▸ **INSTRUCTIONS FOR THE TASK**:
Transcribe exactly the lines from the one containing "Objective — one dot per instance of the blue" through the end of the entries, including both the first and the last, and nothing else.

---- MATERIAL SHOWN

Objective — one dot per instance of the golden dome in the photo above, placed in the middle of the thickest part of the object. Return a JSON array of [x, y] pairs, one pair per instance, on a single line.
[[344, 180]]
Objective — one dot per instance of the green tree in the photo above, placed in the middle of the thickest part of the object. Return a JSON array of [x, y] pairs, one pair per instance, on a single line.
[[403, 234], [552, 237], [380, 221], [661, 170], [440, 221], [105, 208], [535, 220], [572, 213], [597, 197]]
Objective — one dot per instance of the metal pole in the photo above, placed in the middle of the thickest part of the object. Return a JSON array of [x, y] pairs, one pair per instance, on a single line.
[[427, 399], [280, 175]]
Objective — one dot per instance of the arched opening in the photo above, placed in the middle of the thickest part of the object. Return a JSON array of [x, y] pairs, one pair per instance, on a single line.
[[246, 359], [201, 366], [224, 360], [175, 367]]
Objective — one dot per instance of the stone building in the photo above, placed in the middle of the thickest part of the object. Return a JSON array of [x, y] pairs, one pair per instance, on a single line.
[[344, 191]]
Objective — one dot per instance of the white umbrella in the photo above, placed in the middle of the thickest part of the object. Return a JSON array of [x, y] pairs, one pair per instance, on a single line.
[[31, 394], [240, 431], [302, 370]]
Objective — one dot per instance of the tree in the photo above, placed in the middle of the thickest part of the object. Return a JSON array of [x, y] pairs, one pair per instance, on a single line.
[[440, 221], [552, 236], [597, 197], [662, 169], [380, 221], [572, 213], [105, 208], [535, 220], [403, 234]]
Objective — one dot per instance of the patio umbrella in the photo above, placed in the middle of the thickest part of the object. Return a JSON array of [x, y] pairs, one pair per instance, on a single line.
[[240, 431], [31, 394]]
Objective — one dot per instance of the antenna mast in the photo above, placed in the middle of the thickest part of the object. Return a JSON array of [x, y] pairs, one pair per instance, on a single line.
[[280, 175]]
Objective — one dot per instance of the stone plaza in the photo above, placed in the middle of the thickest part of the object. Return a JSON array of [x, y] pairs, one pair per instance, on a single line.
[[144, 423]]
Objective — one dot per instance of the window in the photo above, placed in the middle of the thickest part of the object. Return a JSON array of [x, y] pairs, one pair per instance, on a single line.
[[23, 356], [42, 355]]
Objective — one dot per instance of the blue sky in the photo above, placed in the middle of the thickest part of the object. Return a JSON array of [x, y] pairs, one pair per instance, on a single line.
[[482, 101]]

--------

▸ **SOLUTION FOR THIS PROBLEM**:
Objective — one dot per instance of the blue sky in the photo above, placed in the middle of the thickest part of the object. Return a JSON array of [x, y] pairs, one pair per instance, on a single line.
[[482, 101]]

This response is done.